▸ **抜粋箇所**
• • • • •

所有するということ
何かを自分の手に入れる。
すると、それは自分のもの。
これが所有するということですね。
動物も縄張り争いをしたり、雌を巡って雄同士が争ったりします。
動物の世界でも、ここはオレの縄張りだ、この雌はオレの物だ、と動物なりの所有意識があるのかもしれません。
人間も動物の一つですから、同様の所有意識があっても、不思議ではありません。
実際、領土を巡っての争いがありますし、異性間のトラブルも後を絶ちません。
これは力のある物が、全てを手に入れるという構図になっています。
全てを手に入れても、力が落ちてしまうと、途端に他の者に、全てを奪われてしまいます。
動物の世界でも、ある群れのボスが、若い雄に地位を奪われて、すごすごとその場を離れるという光景は、いくらでもあります。
ボスの座を奪った若い雄も、いずれは同じように、その地位を他の雄に奪われ、群れから追い出されてしまうのです。
何故、所有しようとするのでしょうか。
動物の場合、安定した餌の獲得のために縄張りを、そして自分の子孫を増やすために雌を、我が物にしようとするのだと思います。

• • • • •

▸ **データ**
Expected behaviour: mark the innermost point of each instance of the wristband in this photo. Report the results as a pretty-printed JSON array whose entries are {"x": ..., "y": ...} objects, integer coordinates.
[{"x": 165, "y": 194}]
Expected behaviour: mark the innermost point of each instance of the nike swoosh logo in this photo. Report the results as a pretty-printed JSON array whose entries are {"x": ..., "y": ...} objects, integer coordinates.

• • • • •

▸ **課題**
所有についての文章のうち、「実際、領土を巡っての争いがありますし、異性間のトラブルも後を絶ちません。」から「しようとするのだと思います。」までの部分を、「ボス」を「リーダー」に変えて書き直してください。 このデータは今回の作業とは関係がありません。

▸ **完成解答**
実際、領土を巡っての争いがありますし、異性間のトラブルも後を絶ちません。
これは力のある物が、全てを手に入れるという構図になっています。
全てを手に入れても、力が落ちてしまうと、途端に他の者に、全てを奪われてしまいます。
動物の世界でも、ある群れのリーダーが、若い雄に地位を奪われて、すごすごとその場を離れるという光景は、いくらでもあります。
リーダーの座を奪った若い雄も、いずれは同じように、その地位を他の雄に奪われ、群れから追い出されてしまうのです。
何故、所有しようとするのでしょうか。
動物の場合、安定した餌の獲得のために縄張りを、そして自分の子孫を増やすために雌を、我が物にしようとするのだと思います。